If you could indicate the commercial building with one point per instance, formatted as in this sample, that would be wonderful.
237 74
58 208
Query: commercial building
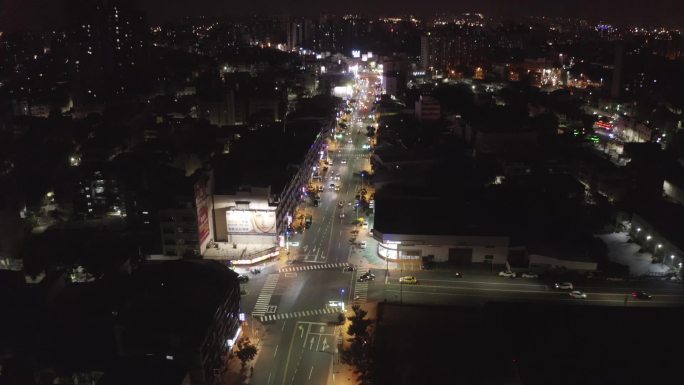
257 187
410 228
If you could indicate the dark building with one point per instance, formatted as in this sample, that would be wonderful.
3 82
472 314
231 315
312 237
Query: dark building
108 42
185 311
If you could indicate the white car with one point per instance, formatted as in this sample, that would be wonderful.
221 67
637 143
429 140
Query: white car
564 286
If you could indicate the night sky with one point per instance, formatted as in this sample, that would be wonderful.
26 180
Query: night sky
43 14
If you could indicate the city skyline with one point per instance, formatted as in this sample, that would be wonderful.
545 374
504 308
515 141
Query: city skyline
23 15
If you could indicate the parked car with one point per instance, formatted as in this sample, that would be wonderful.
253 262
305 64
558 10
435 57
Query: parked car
564 286
408 279
641 295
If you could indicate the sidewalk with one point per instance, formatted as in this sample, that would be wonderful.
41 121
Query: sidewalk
232 373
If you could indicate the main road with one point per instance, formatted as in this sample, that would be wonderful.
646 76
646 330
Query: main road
299 327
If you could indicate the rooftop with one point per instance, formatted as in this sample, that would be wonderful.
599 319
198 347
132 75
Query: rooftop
266 157
171 304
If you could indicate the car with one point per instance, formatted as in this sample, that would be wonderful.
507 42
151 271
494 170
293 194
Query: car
408 279
641 295
564 286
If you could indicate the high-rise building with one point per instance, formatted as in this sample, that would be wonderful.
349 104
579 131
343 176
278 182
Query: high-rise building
299 33
108 46
424 52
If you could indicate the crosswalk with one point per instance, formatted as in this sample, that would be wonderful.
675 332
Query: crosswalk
319 266
360 288
299 314
262 304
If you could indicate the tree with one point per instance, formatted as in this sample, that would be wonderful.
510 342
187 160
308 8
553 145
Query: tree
360 350
359 324
246 351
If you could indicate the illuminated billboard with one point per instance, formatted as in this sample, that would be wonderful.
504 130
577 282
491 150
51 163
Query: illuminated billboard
202 204
251 222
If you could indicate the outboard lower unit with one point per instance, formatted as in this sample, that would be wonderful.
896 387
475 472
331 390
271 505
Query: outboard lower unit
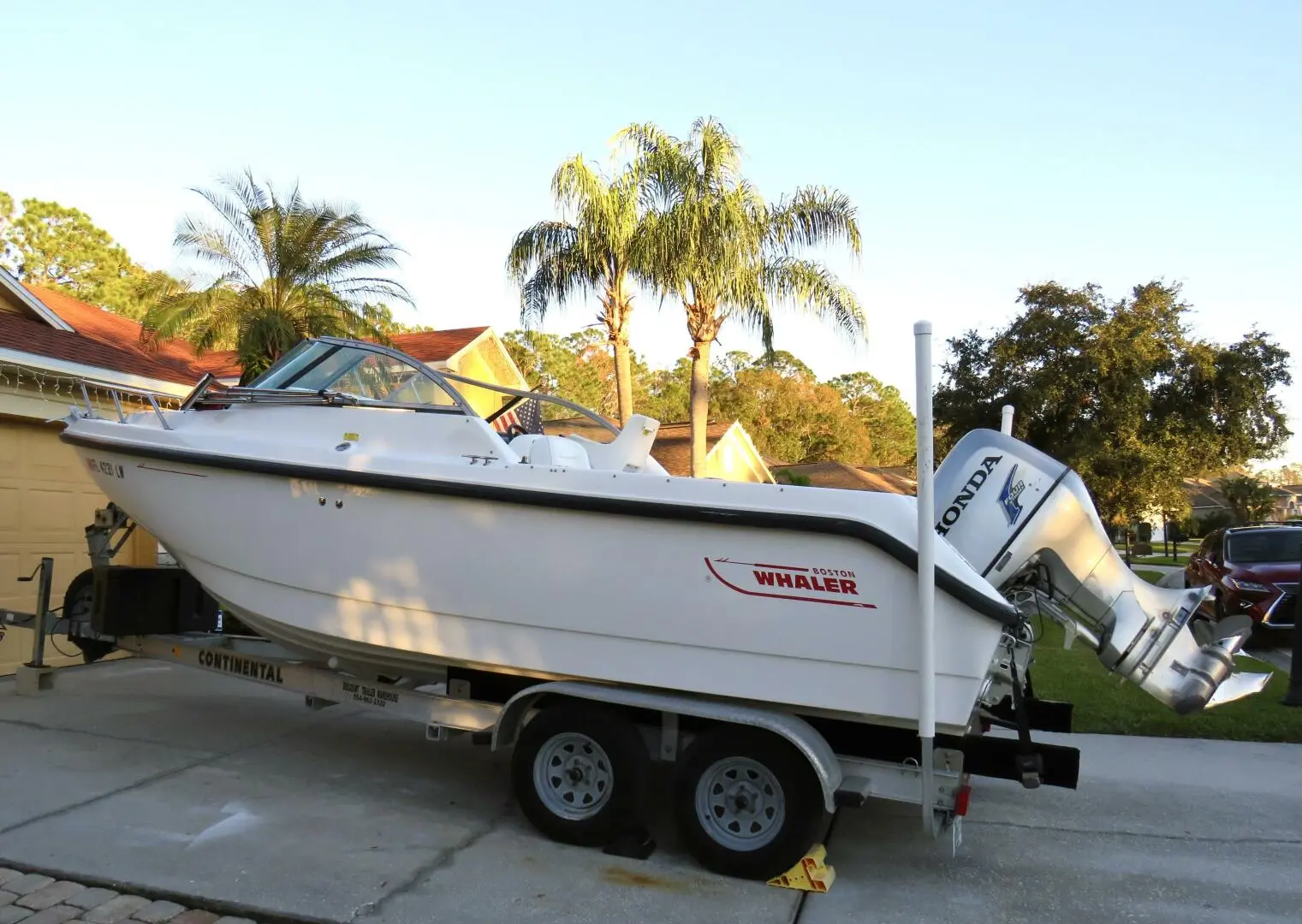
1027 524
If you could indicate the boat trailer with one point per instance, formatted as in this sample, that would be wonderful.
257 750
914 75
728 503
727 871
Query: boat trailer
162 613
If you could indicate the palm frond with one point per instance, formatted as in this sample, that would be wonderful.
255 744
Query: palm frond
814 289
812 216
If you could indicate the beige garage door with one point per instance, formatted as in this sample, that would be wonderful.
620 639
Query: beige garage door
45 502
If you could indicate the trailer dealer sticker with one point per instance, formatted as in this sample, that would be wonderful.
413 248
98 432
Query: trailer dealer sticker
836 586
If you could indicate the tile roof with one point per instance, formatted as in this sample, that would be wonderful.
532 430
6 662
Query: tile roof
672 447
111 341
99 339
434 346
853 478
1202 495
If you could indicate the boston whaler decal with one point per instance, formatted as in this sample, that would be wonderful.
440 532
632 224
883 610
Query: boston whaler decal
956 508
836 586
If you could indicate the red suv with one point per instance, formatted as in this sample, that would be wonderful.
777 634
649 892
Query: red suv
1254 569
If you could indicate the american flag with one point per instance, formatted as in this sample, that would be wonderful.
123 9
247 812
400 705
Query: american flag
525 412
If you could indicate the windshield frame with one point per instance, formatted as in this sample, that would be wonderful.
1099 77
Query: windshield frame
276 382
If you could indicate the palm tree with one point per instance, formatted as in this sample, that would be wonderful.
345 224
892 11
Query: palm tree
603 252
285 270
725 252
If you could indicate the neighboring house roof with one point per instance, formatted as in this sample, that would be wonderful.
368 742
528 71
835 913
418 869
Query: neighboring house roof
102 344
57 327
672 447
854 478
1204 495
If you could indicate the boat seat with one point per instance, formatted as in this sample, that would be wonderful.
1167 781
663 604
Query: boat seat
629 451
540 449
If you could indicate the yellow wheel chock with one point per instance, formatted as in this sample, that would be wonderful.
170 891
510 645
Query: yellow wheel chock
810 874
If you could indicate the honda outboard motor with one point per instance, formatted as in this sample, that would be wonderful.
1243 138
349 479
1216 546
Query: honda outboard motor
1027 524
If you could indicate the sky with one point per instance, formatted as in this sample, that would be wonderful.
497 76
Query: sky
986 146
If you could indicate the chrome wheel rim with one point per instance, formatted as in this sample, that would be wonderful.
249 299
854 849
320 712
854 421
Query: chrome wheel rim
572 776
740 803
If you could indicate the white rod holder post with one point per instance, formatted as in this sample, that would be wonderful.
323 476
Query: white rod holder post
926 572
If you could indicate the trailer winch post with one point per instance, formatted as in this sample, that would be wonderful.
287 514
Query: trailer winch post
35 676
926 573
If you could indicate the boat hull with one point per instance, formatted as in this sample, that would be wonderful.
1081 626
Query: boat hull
412 579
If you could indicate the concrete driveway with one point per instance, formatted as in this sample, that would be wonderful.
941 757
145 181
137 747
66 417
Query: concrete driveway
192 784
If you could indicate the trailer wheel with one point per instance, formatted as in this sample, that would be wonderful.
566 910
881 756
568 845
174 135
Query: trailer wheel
580 773
747 803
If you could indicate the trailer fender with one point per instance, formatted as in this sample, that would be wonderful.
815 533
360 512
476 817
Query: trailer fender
800 733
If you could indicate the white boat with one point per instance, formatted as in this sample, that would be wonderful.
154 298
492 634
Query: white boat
353 511
352 505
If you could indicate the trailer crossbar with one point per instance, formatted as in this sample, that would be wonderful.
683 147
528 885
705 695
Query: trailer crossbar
322 686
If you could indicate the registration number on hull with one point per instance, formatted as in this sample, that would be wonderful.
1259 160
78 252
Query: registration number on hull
111 469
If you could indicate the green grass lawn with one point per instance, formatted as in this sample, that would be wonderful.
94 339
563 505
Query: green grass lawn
1151 577
1107 706
1157 560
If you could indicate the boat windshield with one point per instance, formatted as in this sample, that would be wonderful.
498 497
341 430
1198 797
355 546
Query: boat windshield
375 375
359 371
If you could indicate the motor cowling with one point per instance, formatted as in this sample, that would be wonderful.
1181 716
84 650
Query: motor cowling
1025 519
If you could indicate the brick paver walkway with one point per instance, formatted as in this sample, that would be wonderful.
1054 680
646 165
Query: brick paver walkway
30 898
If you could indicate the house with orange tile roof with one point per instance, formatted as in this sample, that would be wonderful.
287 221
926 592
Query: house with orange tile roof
50 345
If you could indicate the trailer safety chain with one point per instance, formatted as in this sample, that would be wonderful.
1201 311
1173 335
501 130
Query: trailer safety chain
1030 763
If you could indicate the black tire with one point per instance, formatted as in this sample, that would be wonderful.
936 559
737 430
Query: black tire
79 601
615 754
789 818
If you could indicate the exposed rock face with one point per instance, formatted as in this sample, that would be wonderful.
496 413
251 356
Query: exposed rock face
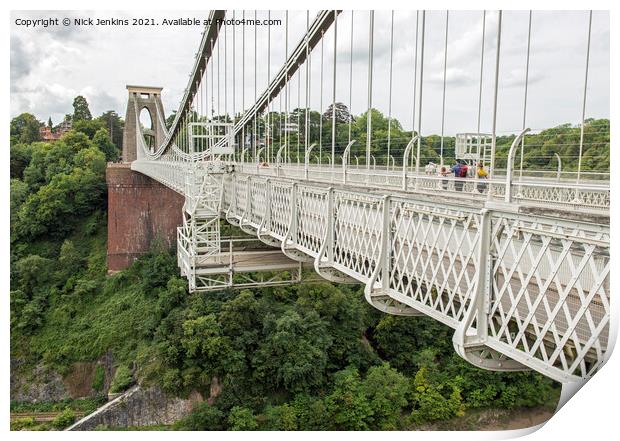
40 385
139 407
43 384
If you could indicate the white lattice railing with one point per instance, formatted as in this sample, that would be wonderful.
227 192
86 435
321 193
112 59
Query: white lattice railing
547 305
589 195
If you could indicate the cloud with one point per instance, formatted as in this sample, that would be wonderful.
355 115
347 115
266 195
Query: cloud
50 66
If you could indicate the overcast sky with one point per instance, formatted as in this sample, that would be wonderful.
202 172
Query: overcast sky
50 66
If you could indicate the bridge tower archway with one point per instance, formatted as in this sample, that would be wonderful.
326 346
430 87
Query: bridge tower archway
142 97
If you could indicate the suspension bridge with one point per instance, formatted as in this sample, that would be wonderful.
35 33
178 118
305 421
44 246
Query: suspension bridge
517 262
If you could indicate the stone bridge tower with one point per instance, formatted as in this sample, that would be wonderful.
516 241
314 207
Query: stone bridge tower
148 98
140 209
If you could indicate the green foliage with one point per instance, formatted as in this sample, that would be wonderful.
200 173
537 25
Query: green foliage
386 390
80 109
65 181
203 417
433 402
64 419
104 143
114 125
123 378
293 355
348 405
20 156
242 418
89 127
98 378
281 417
25 129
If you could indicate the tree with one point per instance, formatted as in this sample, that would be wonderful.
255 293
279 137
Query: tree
386 390
203 417
348 405
114 124
433 402
88 126
20 158
293 354
103 142
80 109
25 129
342 113
280 418
241 418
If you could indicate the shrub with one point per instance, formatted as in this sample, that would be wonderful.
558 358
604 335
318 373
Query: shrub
203 417
98 378
241 418
122 379
64 419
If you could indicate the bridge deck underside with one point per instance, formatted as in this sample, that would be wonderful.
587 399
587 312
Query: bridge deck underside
550 298
548 282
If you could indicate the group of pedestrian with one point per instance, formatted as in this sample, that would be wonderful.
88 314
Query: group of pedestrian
461 172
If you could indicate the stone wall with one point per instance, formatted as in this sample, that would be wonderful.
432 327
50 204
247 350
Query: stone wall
139 407
139 210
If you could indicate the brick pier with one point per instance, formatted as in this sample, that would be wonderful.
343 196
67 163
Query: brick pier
139 210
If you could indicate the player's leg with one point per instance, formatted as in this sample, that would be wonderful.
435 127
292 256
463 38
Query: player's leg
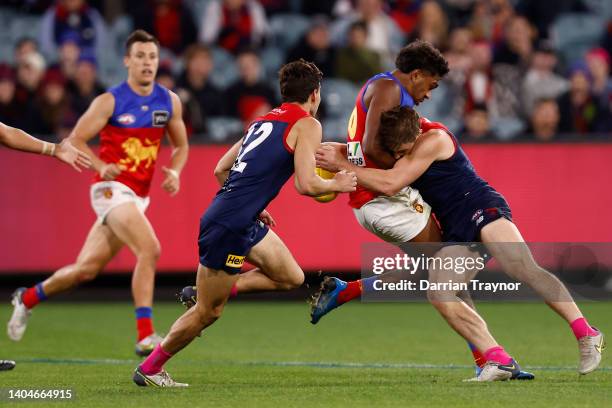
465 320
130 225
99 248
505 243
214 288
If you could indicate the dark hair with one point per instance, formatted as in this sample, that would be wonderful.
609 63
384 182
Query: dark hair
421 55
298 79
358 25
139 36
398 126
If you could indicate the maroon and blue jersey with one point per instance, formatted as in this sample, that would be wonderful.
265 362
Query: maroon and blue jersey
132 136
263 165
462 201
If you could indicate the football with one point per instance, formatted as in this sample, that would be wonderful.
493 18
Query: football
327 175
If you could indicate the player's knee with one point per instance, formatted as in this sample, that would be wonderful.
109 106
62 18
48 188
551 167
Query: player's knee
208 314
150 252
87 271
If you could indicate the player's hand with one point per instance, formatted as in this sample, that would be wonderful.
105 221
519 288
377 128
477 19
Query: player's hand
69 154
331 157
267 219
172 182
109 171
346 181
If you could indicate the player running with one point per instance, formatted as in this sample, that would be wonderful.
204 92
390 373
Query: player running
17 139
132 119
468 209
275 145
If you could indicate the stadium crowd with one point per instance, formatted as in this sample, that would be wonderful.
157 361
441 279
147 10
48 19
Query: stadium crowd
521 70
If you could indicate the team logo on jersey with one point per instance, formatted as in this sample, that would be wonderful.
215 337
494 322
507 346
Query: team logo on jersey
126 119
160 118
138 153
355 154
234 261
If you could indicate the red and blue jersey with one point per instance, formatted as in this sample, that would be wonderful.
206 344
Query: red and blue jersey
133 134
462 201
263 165
356 131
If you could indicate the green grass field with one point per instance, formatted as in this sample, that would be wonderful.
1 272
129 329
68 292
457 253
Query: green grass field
267 354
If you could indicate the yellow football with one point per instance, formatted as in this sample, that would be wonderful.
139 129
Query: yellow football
327 197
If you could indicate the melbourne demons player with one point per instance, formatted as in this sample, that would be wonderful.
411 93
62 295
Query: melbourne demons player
469 209
131 119
275 146
17 139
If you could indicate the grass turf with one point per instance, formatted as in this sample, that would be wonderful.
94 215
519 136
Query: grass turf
267 354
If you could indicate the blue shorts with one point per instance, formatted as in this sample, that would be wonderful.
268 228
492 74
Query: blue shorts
465 224
224 249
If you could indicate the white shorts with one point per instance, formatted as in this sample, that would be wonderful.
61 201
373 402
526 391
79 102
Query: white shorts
107 195
396 219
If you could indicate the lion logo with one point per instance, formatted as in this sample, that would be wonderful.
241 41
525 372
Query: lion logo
137 153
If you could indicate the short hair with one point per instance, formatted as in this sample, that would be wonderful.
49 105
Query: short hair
421 55
298 79
139 36
398 126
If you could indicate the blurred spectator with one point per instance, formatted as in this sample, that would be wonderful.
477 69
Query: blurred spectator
598 61
517 47
8 109
458 54
541 81
544 12
355 62
275 6
53 103
337 8
250 96
168 20
490 18
432 25
477 125
76 20
84 86
199 96
234 24
316 47
382 30
405 13
30 73
578 107
544 120
165 78
23 47
69 53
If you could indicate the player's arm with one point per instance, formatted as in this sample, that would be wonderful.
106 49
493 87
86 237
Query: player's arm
88 126
308 135
430 147
386 96
177 135
226 162
17 139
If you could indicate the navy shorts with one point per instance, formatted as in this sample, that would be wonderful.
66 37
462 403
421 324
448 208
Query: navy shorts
224 249
465 224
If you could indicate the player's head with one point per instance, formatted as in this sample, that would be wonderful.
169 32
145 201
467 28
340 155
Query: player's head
424 65
398 130
141 57
300 82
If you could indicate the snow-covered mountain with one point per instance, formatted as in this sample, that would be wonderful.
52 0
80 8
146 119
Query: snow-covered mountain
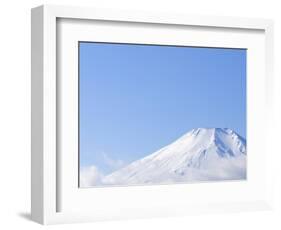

# EXERCISE AIM
Report how many lines of the items above contain the string "field", treating uppercase and lowercase letters as distinct, and give only the number.

# COMPLETE RESPONSE
2